- _WHAT YOU NEED TO DO_:
Copy the items below character for character, starting with the line that contains "man's dark green" and continuing through the line that contains "[[300, 507], [179, 542]]", with both of those lines included.

- _DATASET ROWS_:
════════════════

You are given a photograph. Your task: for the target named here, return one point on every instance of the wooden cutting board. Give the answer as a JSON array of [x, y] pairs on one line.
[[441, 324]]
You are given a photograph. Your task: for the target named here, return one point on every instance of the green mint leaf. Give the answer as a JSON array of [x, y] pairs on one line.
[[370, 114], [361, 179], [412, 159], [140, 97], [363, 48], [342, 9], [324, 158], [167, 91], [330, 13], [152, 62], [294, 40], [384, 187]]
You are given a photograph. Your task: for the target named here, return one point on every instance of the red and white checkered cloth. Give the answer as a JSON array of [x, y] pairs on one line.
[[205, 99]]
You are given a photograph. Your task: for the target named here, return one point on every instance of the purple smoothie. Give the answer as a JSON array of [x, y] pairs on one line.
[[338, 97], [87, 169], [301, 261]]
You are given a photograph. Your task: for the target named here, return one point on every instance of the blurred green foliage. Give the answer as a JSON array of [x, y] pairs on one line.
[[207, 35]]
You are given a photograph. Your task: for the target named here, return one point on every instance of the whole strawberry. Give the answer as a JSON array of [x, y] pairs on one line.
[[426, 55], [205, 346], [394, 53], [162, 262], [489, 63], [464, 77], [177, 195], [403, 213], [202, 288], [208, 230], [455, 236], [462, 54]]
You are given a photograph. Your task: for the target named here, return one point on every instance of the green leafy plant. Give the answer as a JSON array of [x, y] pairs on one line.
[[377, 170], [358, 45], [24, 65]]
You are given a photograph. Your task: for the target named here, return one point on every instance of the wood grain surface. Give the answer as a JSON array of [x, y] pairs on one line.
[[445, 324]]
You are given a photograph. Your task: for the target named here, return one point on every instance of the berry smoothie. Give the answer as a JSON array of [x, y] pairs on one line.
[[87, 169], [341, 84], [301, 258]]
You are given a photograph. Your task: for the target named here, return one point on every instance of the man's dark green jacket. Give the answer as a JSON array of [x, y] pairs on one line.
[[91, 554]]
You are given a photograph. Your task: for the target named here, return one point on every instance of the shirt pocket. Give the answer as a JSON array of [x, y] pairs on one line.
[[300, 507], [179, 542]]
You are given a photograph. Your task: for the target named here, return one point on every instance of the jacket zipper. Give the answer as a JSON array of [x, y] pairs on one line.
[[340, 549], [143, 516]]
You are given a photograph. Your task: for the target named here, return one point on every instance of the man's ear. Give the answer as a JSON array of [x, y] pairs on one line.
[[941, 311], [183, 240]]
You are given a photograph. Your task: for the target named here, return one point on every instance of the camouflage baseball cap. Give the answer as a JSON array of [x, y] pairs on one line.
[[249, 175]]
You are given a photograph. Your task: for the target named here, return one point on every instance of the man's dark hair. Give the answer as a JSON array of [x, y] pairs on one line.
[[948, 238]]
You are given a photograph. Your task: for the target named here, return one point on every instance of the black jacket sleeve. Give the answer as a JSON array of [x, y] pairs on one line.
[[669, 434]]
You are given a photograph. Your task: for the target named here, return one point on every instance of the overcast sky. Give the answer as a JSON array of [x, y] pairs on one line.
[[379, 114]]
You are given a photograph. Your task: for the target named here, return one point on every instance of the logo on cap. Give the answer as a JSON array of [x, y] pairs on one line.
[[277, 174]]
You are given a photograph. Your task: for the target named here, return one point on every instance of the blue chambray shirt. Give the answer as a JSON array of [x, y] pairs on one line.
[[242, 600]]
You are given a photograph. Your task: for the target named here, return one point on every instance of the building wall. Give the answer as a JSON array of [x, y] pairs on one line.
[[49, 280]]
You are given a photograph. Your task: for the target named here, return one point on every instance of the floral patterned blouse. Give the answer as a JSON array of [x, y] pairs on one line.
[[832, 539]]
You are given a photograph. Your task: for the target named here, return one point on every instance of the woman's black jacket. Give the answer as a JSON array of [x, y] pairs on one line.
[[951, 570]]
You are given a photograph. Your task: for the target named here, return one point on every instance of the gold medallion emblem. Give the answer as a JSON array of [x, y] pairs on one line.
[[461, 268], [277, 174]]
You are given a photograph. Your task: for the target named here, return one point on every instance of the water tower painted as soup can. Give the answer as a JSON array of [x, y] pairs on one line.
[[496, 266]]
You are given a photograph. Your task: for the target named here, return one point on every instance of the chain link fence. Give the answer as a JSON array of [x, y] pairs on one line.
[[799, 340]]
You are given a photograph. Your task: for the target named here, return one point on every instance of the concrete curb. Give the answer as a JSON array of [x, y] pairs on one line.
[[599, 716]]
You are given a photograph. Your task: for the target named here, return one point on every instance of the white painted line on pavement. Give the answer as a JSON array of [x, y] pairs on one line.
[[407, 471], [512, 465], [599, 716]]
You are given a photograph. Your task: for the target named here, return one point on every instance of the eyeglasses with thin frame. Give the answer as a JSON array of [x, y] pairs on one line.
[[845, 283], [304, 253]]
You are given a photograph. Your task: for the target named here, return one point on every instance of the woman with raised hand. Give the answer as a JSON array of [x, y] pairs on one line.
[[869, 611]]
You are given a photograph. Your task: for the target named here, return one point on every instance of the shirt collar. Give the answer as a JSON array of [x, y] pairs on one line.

════════════════

- _REPLY_:
You are given a photograph. Your task: for the target named here, return one point on every instance of the man's dark green jacket. Give the answer as a JSON array of [x, y] pairs on one line.
[[91, 554]]
You are given a photograph. Your task: for the target named here, return one point on every instance of the shirt pocket. Give the answer as a JSON array of [x, y] pairs on one line.
[[300, 507], [179, 542]]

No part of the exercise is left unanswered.